| Extracto de la página |
▼

En su discurso sobre el malestar, Carter declaró que «la energía será la prueba inmediata de nuestra capacidad para unir a esta nación, y también puede ser el estandarte en torno al cual nos unamos» y anunció una serie de propuestas políticas para reducir la dependencia estadounidense del petróleo extranjero. Sin embargo, lo más importante para comprender el calamitoso estado de la sociedad estadounidense de hoy son los aspectos de la política del gobierno de Carter que no fueron abordados en aquel discurso.
Carter ganó la presidencia en 1976 con el apoyo de los sindicatos y con el compromiso del Partido Demócrata de apoyar una serie de importantes políticas progresistas, como la creación de una Agencia Federal de Protección del Consumidor, una reforma de la legislación laboral favorable a los sindicatos y una ley que obligaba al gobierno a garantizar el pleno empleo. Pero el presidente y el Congreso controlado por los demócratas acabaron iniciando el giro hacia el neoliberalismo antiobrero que los sucesores de Carter en ambos partidos profundizarían durante las cuatro décadas siguientes.
A pesar de la supermayoría demócrata, la legislación para la Agencia de Protección del Consumidor y el aumento de las sanciones por prácticas laborales desleales fracasaron en el Congreso debido a la oposición del lobby empresarial. Finalmente, el Congreso aprobó —y Carter firmó— la Ley Humphrey-Hawkins de Pleno Empleo y Crecimiento Equilibrado de 1978, aunque para esa altura había quedado reducida a una medida meramente simbólica, eliminando el texto que habría exigido al gobierno garantizar el pleno empleo y crear puestos de trabajo públicos cuando la contratación en el sector privado fuera insuficiente.
Los dos últimos años de la presidencia de Carter lo encontraron lanzando agresivos ataques contra la regulación y el Estado del bienestar. Como escribe Paul Heideman:
Si lo que se buscaba era que el malestar que Carter lamentaba con tanta elocuencia hiciera metástasis, lo peor que se podía hacer era promulgar las políticas que su propia administración puso en práctica: recortar impuestos, reducir el Estado del bienestar, desregular la economía y dar la espalda al cada vez más asediado movimiento obrero. Estas medidas allanaron el camino para que un puñado de los de arriba se hicieran fabulosamente ricos, mientras la mayoría de los estadounidenses veían cómo sus salarios se estancaban y sus sindicatos se destruían al tiempo que sufrían las consecuencias de las decisiones imprudentes e interesadas de los ultrarricos. Nuestra segunda Gilded Age de obscena desigualdad y atomización es el resultado previsible de tales políticas.

▲

[Datos extraídos de una colección]
▼

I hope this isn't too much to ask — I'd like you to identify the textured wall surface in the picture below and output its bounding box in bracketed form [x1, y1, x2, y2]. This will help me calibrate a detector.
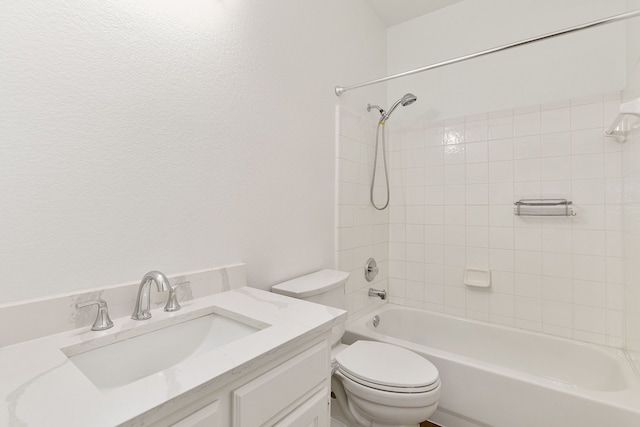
[0, 0, 385, 303]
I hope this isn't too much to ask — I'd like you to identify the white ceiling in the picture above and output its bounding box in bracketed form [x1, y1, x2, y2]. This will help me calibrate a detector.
[367, 0, 461, 27]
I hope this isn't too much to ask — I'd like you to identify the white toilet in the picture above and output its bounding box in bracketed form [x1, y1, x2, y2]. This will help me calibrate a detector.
[271, 270, 440, 427]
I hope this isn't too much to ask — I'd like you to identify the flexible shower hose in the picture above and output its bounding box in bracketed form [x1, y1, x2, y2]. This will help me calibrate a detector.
[369, 121, 389, 211]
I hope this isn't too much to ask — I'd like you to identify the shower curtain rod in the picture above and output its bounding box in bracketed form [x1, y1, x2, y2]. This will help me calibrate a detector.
[335, 9, 640, 96]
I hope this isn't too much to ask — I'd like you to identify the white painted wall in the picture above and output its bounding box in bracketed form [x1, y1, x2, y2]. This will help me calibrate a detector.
[387, 0, 626, 124]
[0, 0, 386, 303]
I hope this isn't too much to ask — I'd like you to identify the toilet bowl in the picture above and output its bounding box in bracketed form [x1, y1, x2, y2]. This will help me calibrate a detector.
[334, 341, 440, 427]
[272, 270, 440, 427]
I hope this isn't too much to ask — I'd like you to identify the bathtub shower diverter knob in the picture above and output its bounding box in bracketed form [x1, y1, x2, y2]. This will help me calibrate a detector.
[369, 288, 387, 299]
[364, 258, 378, 282]
[373, 314, 380, 328]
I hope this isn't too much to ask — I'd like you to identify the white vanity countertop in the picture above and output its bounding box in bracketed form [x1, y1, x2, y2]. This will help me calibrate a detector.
[0, 287, 346, 427]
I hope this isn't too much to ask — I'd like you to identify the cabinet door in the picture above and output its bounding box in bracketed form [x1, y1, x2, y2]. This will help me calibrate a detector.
[274, 388, 330, 427]
[232, 342, 330, 427]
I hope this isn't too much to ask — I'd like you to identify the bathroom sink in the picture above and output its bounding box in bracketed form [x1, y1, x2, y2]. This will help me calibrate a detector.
[62, 313, 262, 390]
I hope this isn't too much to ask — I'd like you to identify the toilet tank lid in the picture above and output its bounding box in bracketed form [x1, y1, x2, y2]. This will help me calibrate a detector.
[271, 270, 349, 298]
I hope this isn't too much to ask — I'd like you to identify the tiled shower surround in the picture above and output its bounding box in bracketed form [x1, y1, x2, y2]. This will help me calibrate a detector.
[337, 93, 640, 347]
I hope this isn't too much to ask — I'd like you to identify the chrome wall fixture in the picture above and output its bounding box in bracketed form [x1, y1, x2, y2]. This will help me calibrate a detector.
[335, 10, 640, 96]
[604, 98, 640, 142]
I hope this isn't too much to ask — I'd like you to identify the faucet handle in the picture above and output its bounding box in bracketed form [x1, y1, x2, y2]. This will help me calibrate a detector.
[164, 282, 191, 311]
[76, 298, 113, 331]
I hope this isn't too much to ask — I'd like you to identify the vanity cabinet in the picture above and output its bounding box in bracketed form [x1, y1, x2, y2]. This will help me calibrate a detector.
[152, 339, 331, 427]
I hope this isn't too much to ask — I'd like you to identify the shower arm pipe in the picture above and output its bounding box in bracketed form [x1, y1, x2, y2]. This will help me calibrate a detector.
[335, 9, 640, 96]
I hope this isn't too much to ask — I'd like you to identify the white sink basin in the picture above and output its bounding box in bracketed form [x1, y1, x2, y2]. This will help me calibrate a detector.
[62, 313, 262, 390]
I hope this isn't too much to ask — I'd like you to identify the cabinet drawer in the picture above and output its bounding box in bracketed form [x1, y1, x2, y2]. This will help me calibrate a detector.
[233, 342, 330, 427]
[172, 400, 220, 427]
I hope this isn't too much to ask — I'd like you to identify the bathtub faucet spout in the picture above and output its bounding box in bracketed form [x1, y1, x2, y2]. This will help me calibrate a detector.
[369, 288, 387, 300]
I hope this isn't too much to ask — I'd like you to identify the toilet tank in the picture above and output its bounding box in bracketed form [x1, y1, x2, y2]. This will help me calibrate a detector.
[271, 270, 349, 310]
[271, 270, 349, 347]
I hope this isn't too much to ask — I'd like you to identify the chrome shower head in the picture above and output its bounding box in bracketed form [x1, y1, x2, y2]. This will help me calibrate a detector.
[380, 93, 418, 123]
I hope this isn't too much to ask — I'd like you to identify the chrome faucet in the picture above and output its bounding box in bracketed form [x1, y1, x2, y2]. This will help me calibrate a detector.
[131, 271, 171, 320]
[369, 288, 387, 299]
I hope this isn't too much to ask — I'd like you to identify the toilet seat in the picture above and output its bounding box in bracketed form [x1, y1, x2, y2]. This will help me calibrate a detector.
[336, 341, 440, 393]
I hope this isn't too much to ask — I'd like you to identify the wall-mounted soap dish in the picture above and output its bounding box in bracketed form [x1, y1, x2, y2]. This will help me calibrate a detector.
[464, 268, 491, 288]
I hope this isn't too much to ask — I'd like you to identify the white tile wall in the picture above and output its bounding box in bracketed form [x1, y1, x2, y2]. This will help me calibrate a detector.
[335, 107, 390, 317]
[620, 59, 640, 351]
[384, 93, 624, 347]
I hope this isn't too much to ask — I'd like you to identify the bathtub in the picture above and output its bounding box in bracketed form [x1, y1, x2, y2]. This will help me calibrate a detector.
[343, 304, 640, 427]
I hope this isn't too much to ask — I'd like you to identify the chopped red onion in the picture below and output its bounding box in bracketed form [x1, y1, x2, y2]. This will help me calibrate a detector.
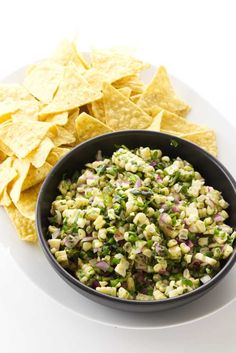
[52, 229, 60, 239]
[96, 261, 110, 272]
[214, 214, 224, 222]
[156, 175, 163, 183]
[134, 179, 142, 188]
[81, 237, 93, 243]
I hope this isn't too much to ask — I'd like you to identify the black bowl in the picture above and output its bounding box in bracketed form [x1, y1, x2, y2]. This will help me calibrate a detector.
[36, 130, 236, 312]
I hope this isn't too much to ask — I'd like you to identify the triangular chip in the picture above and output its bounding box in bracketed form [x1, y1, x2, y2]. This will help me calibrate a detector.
[88, 87, 131, 123]
[0, 120, 52, 158]
[26, 137, 54, 168]
[0, 157, 17, 196]
[112, 75, 144, 95]
[103, 84, 152, 130]
[52, 126, 76, 146]
[21, 162, 52, 191]
[23, 60, 64, 103]
[9, 159, 30, 203]
[5, 204, 37, 243]
[82, 68, 109, 91]
[147, 110, 163, 131]
[15, 184, 42, 221]
[91, 48, 150, 83]
[40, 64, 102, 115]
[138, 66, 190, 117]
[51, 39, 89, 72]
[41, 112, 68, 126]
[181, 129, 217, 157]
[130, 93, 141, 104]
[75, 113, 112, 143]
[47, 147, 70, 165]
[152, 108, 206, 134]
[0, 189, 12, 206]
[0, 100, 18, 124]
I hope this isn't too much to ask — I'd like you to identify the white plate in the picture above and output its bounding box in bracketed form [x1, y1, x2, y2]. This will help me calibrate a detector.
[0, 67, 236, 329]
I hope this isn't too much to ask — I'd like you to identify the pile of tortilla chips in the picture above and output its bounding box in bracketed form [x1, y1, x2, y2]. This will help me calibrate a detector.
[0, 40, 217, 242]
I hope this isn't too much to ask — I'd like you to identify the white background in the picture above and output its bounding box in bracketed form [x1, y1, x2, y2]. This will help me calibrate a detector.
[0, 0, 236, 353]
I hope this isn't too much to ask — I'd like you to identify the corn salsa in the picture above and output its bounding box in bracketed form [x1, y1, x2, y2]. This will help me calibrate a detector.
[48, 146, 236, 300]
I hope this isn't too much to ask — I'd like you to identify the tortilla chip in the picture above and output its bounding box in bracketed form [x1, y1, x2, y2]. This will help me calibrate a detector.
[181, 129, 217, 157]
[147, 110, 163, 131]
[0, 189, 12, 207]
[0, 150, 7, 163]
[52, 126, 76, 147]
[112, 75, 144, 95]
[0, 101, 18, 124]
[9, 159, 30, 203]
[5, 204, 37, 243]
[47, 147, 70, 165]
[0, 120, 52, 158]
[138, 66, 190, 117]
[75, 113, 112, 143]
[0, 157, 17, 196]
[91, 48, 150, 83]
[118, 87, 132, 98]
[82, 68, 109, 91]
[21, 162, 52, 191]
[103, 83, 152, 130]
[40, 64, 102, 115]
[0, 83, 33, 102]
[15, 184, 42, 221]
[152, 108, 206, 134]
[26, 137, 54, 168]
[88, 98, 106, 123]
[11, 97, 39, 122]
[41, 112, 68, 126]
[23, 60, 64, 103]
[52, 39, 89, 72]
[130, 93, 141, 104]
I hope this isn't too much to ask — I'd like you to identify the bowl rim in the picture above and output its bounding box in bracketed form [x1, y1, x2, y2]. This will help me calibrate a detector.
[36, 129, 236, 306]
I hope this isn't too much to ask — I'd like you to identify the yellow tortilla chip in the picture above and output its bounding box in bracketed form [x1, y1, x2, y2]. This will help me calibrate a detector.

▲

Vuelve a escribir el pasaje sobre la presidencia de Carter, cambiando "lobby empresarial" por "poder corporativo". Empieza en las palabras que contienen "A pesar de la" y termina después de "privado fuera insuficiente.".

| Solución escrita |
A pesar de la supermayoría demócrata, la legislación para la Agencia de Protección del Consumidor y el aumento de las sanciones por prácticas laborales desleales fracasaron en el Congreso debido a la oposición del poder corporativo. Finalmente, el Congreso aprobó —y Carter firmó— la Ley Humphrey-Hawkins de Pleno Empleo y Crecimiento Equilibrado de 1978, aunque para esa altura había quedado reducida a una medida meramente simbólica, eliminando el texto que habría exigido al gobierno garantizar el pleno empleo y crear puestos de trabajo públicos cuando la contratación en el sector privado fuera insuficiente.